- [Фрагмент текста]:
+-------+

Но, возразят мне, как согласовать подобное послабление с той пламенной любовью к истине, за которую я его прославляю? Видно, любовь эта притворная, если она мирится с такой примесью? Нет, она чиста и правдива; но она только вытекает из любви к справедливости и не хочет быть лживой, хотя часто бывает склонна к фантазированию. Истина и справедливость в его сознании – два синонима, и он пользуется одним вместо другого без различия. Святая истина, которую боготворит его сердце, заключается не в безразличных фактах и пустых наименованиях, а в том, чтобы правдиво отдать каждому должное, все, что действительно принадлежит человеку из того, что ему приписывается хорошего или дурного, из воздаваемых почестей или порицаний, похвал или хулы. Он не лжет во вред другому, потому что этому мешает его чувство справедливости и он не хочет никому вредить незаслуженно; не лжет он и к своей выгоде, потому что этому мешает его совесть и он не в состоянии присвоить себе то, что ему не принадлежит. Больше всего он беспокоится об уважении к самому себе: это благо, без которого ему трудней всего обойтись, и приобретение уважения от других за счет этого блага он воспринял бы как настоящую потерю. И вот он иной раз солжет, говоря о вещах безразличных, не стыдясь и не думая, что солгал, – но никогда не солжет ни во вред, ни к выгоде другого или самого себя. Во всем, что относится к истинам историческим, во всем, что связано с поведением людей, со справедливостью, с общественными отношениями, с полезными знаниями, он, насколько это от него зависит, предохранит от ошибки и самого себя, и других. Всякий обман за пределами этого не представляется ему таковым. Если «Книдский храм» – произведенье полезное, то история греческой рукописи – только невиннейший вымысел; и она – непростительный обман, если произведение вредно.

+-------+

Записи с координатной разметкой
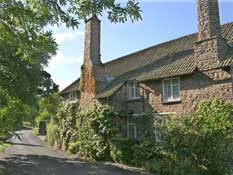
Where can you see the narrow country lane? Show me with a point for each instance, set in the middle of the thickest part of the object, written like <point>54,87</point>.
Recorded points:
<point>29,156</point>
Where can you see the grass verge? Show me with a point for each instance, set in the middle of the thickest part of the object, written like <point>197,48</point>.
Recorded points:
<point>3,146</point>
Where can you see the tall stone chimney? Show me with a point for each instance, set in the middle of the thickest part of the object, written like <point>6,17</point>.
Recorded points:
<point>210,47</point>
<point>92,74</point>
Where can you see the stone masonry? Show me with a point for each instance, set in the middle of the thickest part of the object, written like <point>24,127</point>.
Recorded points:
<point>205,83</point>
<point>210,47</point>
<point>93,75</point>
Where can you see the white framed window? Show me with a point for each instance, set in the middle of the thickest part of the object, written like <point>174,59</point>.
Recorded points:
<point>133,91</point>
<point>159,120</point>
<point>131,127</point>
<point>171,89</point>
<point>73,96</point>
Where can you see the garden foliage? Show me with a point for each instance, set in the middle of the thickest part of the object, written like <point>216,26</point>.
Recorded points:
<point>200,143</point>
<point>96,127</point>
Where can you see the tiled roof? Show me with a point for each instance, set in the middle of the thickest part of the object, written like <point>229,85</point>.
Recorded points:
<point>228,61</point>
<point>172,58</point>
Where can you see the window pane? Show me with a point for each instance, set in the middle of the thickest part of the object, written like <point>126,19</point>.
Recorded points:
<point>176,92</point>
<point>133,90</point>
<point>131,130</point>
<point>137,91</point>
<point>167,90</point>
<point>176,81</point>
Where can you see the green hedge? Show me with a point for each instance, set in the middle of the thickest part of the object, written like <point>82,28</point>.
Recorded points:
<point>95,128</point>
<point>122,150</point>
<point>53,134</point>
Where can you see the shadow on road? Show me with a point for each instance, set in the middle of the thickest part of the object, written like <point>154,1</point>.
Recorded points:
<point>45,165</point>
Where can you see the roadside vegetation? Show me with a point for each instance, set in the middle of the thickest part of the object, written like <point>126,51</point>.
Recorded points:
<point>198,143</point>
<point>3,146</point>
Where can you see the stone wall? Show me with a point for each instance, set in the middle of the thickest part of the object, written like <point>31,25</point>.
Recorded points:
<point>93,74</point>
<point>208,85</point>
<point>208,19</point>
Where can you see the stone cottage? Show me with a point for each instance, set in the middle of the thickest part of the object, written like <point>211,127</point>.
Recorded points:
<point>169,78</point>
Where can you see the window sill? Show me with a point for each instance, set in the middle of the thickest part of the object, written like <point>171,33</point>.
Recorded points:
<point>133,99</point>
<point>171,102</point>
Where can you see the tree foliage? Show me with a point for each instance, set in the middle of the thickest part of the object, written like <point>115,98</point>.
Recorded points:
<point>200,143</point>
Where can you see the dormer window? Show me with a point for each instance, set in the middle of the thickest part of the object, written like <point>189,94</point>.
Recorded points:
<point>133,90</point>
<point>171,90</point>
<point>73,96</point>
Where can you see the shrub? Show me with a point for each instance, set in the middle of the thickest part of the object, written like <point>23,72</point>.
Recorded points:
<point>66,118</point>
<point>200,143</point>
<point>74,147</point>
<point>53,134</point>
<point>35,131</point>
<point>122,150</point>
<point>95,129</point>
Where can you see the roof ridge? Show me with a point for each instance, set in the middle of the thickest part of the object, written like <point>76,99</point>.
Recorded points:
<point>157,45</point>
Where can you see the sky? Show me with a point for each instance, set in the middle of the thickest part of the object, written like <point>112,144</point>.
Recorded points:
<point>163,20</point>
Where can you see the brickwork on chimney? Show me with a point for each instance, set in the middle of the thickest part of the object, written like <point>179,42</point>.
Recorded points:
<point>93,75</point>
<point>208,19</point>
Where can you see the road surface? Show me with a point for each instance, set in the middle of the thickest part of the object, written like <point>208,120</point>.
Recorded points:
<point>29,156</point>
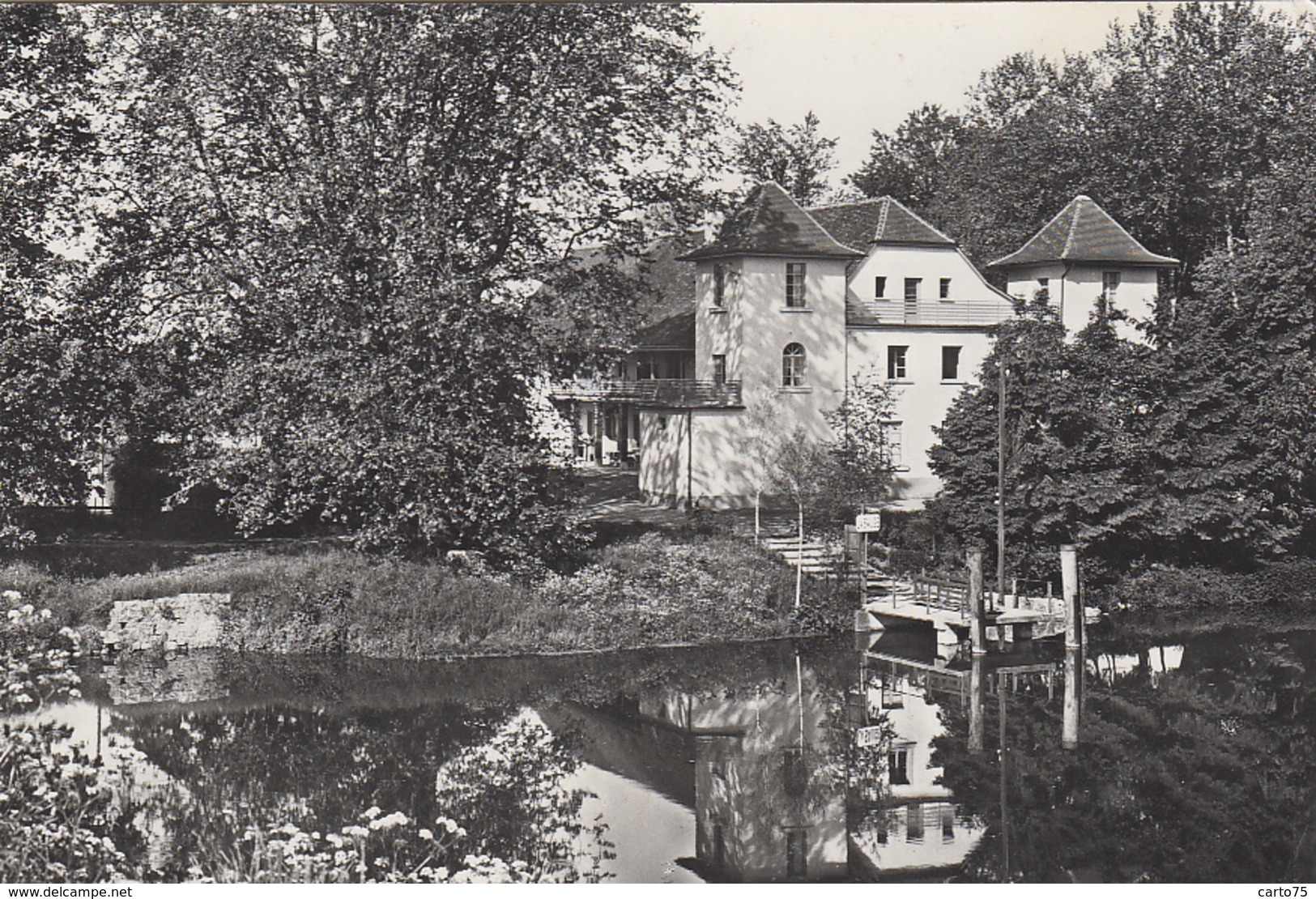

+-------+

Допишите продолжение рассуждения об истине и справедливости, начиная сразу после его последнего предложения. Записи — отдельный материал, не входящий в рассуждение об истине и справедливости.

- [Ответ к заданию]:
Таких правил, по совести, держался я в вопросе об истине и обмане. Сердце мое бессознательно следовало этим правилам еще прежде, чем их воспринял мой разум, когда один только нравственный инстинкт заставлял меня применять их. Преступный обман, жертвой которого стала бедная Марион, оставил во мне неизгладимые угрызения, и во всю остальную жизнь они удерживали меня не только от обмана такого рода, но и от всякого, который каким бы то ни было образом мог затронуть интересы и доброе имя другого человека. Обобщая, таким образом, исключение, я избавился от необходимости точно взвешивать преимущества и невыгоды обмана вредоносного и обмана угодливого и устанавливать точные границы между ними; считая оба эти вида обмана недопустимыми, я наложил на себя запрет относительно того и другого.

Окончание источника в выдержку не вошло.